Revise the data below by changing "point localization" to "center point labeling" everywhere, leaving everything else as it is, and don't include the pictures in your answer.

*** Input records

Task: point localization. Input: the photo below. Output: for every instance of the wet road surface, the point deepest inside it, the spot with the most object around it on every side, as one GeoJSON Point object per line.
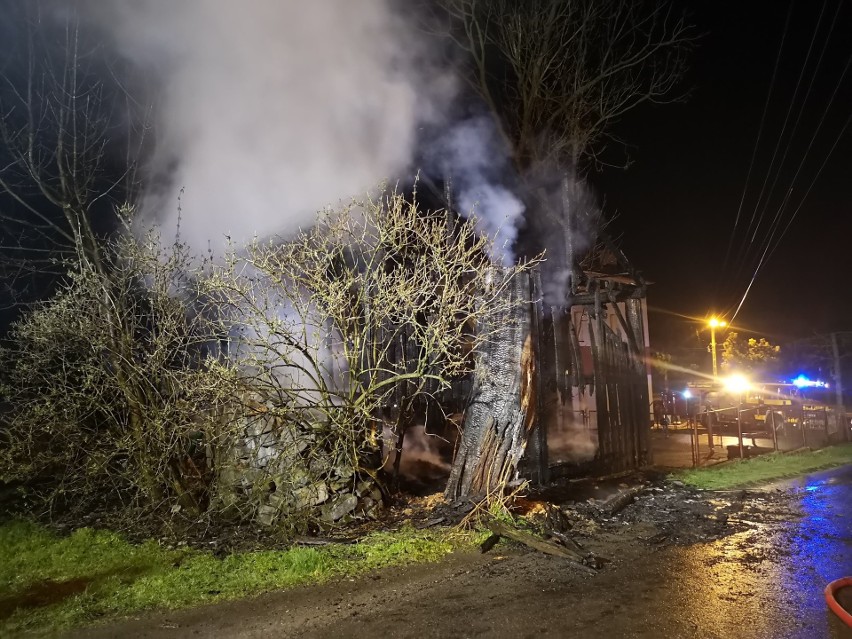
{"type": "Point", "coordinates": [763, 582]}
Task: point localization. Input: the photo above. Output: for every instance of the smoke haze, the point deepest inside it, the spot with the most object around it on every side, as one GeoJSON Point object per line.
{"type": "Point", "coordinates": [270, 110]}
{"type": "Point", "coordinates": [470, 154]}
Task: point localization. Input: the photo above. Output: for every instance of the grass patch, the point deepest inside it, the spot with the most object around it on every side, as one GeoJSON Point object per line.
{"type": "Point", "coordinates": [765, 468]}
{"type": "Point", "coordinates": [95, 575]}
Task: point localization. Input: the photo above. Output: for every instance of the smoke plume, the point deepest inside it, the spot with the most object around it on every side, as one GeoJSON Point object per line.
{"type": "Point", "coordinates": [472, 157]}
{"type": "Point", "coordinates": [270, 110]}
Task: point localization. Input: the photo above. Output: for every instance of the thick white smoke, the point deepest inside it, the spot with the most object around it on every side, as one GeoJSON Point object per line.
{"type": "Point", "coordinates": [272, 109]}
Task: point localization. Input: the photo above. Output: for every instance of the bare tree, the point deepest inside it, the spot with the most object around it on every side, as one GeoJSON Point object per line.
{"type": "Point", "coordinates": [354, 327]}
{"type": "Point", "coordinates": [71, 136]}
{"type": "Point", "coordinates": [557, 74]}
{"type": "Point", "coordinates": [114, 389]}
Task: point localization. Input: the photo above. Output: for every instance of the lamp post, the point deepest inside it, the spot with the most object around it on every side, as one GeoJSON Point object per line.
{"type": "Point", "coordinates": [715, 323]}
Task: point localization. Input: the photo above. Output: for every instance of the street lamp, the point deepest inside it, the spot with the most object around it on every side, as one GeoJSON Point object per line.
{"type": "Point", "coordinates": [715, 323]}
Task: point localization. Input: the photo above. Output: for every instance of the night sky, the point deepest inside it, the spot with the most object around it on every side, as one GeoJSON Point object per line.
{"type": "Point", "coordinates": [676, 205]}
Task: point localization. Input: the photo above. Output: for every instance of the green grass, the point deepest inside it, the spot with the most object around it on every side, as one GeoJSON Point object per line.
{"type": "Point", "coordinates": [766, 468]}
{"type": "Point", "coordinates": [124, 578]}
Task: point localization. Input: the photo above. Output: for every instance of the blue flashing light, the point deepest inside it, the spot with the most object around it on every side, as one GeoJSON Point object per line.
{"type": "Point", "coordinates": [802, 381]}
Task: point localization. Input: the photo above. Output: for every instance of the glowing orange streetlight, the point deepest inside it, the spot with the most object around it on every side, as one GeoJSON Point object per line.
{"type": "Point", "coordinates": [714, 323]}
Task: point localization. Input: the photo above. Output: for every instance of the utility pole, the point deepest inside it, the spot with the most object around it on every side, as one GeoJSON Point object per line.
{"type": "Point", "coordinates": [840, 409]}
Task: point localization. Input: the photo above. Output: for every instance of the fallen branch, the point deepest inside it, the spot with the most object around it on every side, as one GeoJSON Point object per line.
{"type": "Point", "coordinates": [536, 543]}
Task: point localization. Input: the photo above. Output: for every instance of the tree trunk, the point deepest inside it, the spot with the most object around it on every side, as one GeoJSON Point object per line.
{"type": "Point", "coordinates": [502, 406]}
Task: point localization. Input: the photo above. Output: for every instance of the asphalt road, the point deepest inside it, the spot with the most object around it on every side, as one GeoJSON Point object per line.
{"type": "Point", "coordinates": [764, 582]}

******

[Complete output]:
Task: center point labeling. Input: the photo below. Output: for every instance of the wet road surface, the point deepest inside it, the spot with the most object around it on every side, as one GeoJSON Point object per line.
{"type": "Point", "coordinates": [763, 582]}
Task: center point labeling. Input: the photo above. Output: for every instance of the smoke haze, the point deepest inside it, the spot with the most object around it on every side, as one GeoJSON Point object per line.
{"type": "Point", "coordinates": [270, 110]}
{"type": "Point", "coordinates": [470, 154]}
Task: center point labeling. Input: the photo above. Output: for every instance of the grass patch, the point deepest inside it, the spot with the most object around it on every side, as one GeoJSON Point object per line.
{"type": "Point", "coordinates": [765, 468]}
{"type": "Point", "coordinates": [95, 575]}
Task: center point labeling. Input: the photo above. Output: for every instance of the smoke plume, the point deepest inside it, the spot with the most object around it on every side, as one GeoJSON Point object per line.
{"type": "Point", "coordinates": [472, 157]}
{"type": "Point", "coordinates": [270, 110]}
Task: center point labeling. Input: the photo above. Output: for every instance of the thick white smoke, the point deepest inside it, the spot with the most object around it on every side, as one GeoJSON Point object per line.
{"type": "Point", "coordinates": [272, 109]}
Task: center point labeling. Input: the photo above. Output: for every instance of the bare tree, the point deepest inside it, the spot with the most object around it on every side, as one GeoJSON Point object per line.
{"type": "Point", "coordinates": [354, 327]}
{"type": "Point", "coordinates": [71, 136]}
{"type": "Point", "coordinates": [557, 74]}
{"type": "Point", "coordinates": [114, 389]}
Task: center point labeling. Input: the photo above. Output: for every instance of the lamp post, the point deepest inside it, the spot with the most object around it on every side, as one GeoJSON Point object per line.
{"type": "Point", "coordinates": [715, 323]}
Task: center point labeling. Input: the photo above. Output: for every instance of the street lamp, the point deepest inside it, the spot with the most object around it on every side, as one GeoJSON Point object per line.
{"type": "Point", "coordinates": [715, 323]}
Task: center point labeling. Input: the photo above. Output: for every instance of the night sky, the point deepest inside it, the spot with the most object around it on every side, as one GeoJSON Point object per line.
{"type": "Point", "coordinates": [676, 205]}
Task: center point labeling. Input: the photo above. Output: for every instance of the green grass, the point deepest inside it, the spot with the most object around it on every side, as one GeoJSON Point object per line.
{"type": "Point", "coordinates": [766, 468]}
{"type": "Point", "coordinates": [124, 578]}
Task: center point labeling. Input: the photo above. Output: for every instance of the blue flashing light, the point deepest inside it, the spot with the most object around it on every side, as one GeoJSON Point object per line.
{"type": "Point", "coordinates": [802, 381]}
Task: center point labeling. Input: the photo above. Output: for every instance of the glowing orange streetlight, the point deepest inside it, the spot with the most object around it on every side, as one GeoJSON Point object per line.
{"type": "Point", "coordinates": [714, 323]}
Task: center point labeling. Input: the photo above. Output: for every instance of the utility pole, the point deepest inside it, the spot with the most object around it on every side, as one GeoJSON Point object per line.
{"type": "Point", "coordinates": [840, 409]}
Task: center point labeling. Input: the photo above. Output: for every instance of the fallen branch, the point deepest inside it, the spot with the most object around it on every side, as one GeoJSON Point object per line.
{"type": "Point", "coordinates": [536, 543]}
Task: center point labeling. Input: the photo above. Output: for every instance of the tree trunk, the point deepest inside it, the spot with the most object around it on every side, as one GeoJSON Point object per line.
{"type": "Point", "coordinates": [502, 406]}
Task: center point labeling. Input: the photo above. Output: for every instance of the asphalt road, the point deepest inside it, the spot with the most object around it on every side, as one GeoJSON Point object per line.
{"type": "Point", "coordinates": [764, 582]}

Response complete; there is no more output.